* _Exercise description_
Copy the text of the smoke grenade passage between "A smoke grenade" and "leaving a place.", inclusive.

* _Page excerpt_
<<<<
A smoke grenade is a canister-type grenade used as a signaling device, target or landing zone marking device, or as a screening device for unit movements.

Smoke grenades generally emit a far larger amount of smoke than smoke bombs, which are a type of fireworks typically started with an external fuse, rather than a pin and are more complex. Smoke grenades often cost around  compared to smoke bombs, which can often cost just a few cents. The phrase "to smoke", meaning to fake, bluff, or beat around the bush, comes from the military usage of smoke grenades to obscure and conceal movement; similarly, "pop smoke", derived from a common way of ordering the use of smoke grenades, is used as a slang term for quickly leaving a place.
>>>>
* _Source material_
<<<<
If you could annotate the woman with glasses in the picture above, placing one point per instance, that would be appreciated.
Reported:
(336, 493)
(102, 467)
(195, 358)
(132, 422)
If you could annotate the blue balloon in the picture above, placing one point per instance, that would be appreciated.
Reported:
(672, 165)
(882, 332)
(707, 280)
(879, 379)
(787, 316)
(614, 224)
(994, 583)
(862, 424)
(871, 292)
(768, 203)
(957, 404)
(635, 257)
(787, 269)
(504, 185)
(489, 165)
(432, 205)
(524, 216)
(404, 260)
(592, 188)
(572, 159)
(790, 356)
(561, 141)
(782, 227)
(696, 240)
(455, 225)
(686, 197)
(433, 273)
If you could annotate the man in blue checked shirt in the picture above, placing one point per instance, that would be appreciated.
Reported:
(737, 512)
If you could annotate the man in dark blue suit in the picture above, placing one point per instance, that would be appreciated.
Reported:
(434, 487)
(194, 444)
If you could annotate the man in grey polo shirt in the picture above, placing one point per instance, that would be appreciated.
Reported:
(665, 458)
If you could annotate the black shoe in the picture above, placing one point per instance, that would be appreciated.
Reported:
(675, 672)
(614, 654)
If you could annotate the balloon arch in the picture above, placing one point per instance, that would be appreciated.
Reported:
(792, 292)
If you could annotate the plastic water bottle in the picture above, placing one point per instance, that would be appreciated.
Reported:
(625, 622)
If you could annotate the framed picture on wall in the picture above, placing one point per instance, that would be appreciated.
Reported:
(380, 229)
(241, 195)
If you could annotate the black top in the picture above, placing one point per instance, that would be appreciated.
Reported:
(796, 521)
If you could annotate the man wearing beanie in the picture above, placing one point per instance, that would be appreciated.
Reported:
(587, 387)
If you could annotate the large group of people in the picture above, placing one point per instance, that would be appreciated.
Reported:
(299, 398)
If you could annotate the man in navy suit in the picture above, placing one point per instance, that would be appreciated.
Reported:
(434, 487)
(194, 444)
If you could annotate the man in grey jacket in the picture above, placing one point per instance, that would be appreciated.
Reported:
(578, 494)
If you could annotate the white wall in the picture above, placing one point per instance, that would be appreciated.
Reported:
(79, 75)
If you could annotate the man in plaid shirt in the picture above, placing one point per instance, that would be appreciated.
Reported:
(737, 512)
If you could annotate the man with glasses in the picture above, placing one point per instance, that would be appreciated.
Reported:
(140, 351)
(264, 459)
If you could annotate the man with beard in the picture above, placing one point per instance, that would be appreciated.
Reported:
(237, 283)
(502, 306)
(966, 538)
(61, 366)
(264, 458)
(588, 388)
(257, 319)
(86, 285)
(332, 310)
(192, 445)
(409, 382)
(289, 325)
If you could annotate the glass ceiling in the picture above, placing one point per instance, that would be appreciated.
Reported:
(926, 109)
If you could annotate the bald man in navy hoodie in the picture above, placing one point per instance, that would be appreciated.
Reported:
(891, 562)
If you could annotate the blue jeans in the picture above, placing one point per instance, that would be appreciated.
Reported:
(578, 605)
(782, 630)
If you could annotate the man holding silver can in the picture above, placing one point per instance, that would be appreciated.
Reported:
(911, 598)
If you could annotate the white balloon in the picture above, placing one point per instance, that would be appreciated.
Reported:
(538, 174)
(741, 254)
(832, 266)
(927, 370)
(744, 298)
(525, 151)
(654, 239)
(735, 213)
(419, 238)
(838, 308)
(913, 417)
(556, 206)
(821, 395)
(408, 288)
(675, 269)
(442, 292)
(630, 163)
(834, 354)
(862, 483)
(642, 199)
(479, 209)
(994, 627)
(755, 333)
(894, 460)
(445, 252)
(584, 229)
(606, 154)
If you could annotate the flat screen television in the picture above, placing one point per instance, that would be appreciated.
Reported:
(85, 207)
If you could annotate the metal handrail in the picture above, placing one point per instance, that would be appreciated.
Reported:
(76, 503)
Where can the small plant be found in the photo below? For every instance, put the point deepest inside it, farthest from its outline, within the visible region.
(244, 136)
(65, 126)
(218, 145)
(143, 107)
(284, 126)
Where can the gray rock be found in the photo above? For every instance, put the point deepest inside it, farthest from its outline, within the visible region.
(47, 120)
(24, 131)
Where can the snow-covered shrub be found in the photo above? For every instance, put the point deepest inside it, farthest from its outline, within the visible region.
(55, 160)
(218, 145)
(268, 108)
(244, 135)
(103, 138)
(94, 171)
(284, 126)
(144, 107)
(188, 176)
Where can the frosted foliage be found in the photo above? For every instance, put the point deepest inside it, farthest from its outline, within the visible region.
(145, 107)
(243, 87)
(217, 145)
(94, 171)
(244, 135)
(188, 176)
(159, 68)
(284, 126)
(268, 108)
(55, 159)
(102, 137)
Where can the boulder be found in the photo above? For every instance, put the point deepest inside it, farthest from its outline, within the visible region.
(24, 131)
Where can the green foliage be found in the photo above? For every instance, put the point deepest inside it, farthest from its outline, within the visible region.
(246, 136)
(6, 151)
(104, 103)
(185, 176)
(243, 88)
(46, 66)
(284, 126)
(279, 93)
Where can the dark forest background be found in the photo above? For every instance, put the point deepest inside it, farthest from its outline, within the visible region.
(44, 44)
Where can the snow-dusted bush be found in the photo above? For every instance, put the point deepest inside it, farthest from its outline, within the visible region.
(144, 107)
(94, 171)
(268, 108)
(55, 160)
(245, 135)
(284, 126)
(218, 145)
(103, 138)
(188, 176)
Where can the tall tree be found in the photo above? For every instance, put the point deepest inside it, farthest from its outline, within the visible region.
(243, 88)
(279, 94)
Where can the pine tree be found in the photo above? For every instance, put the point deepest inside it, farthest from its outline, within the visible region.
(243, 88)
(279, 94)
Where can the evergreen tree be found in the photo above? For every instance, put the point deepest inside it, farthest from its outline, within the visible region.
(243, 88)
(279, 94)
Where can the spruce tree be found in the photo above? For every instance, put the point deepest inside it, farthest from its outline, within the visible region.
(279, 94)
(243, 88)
>>>>
* _Task solution_
A smoke grenade is a canister-type grenade used as a signaling device, target or landing zone marking device, or as a screening device for unit movements.

Smoke grenades generally emit a far larger amount of smoke than smoke bombs, which are a type of fireworks typically started with an external fuse, rather than a pin and are more complex. Smoke grenades often cost around  compared to smoke bombs, which can often cost just a few cents. The phrase "to smoke", meaning to fake, bluff, or beat around the bush, comes from the military usage of smoke grenades to obscure and conceal movement; similarly, "pop smoke", derived from a common way of ordering the use of smoke grenades, is used as a slang term for quickly leaving a place.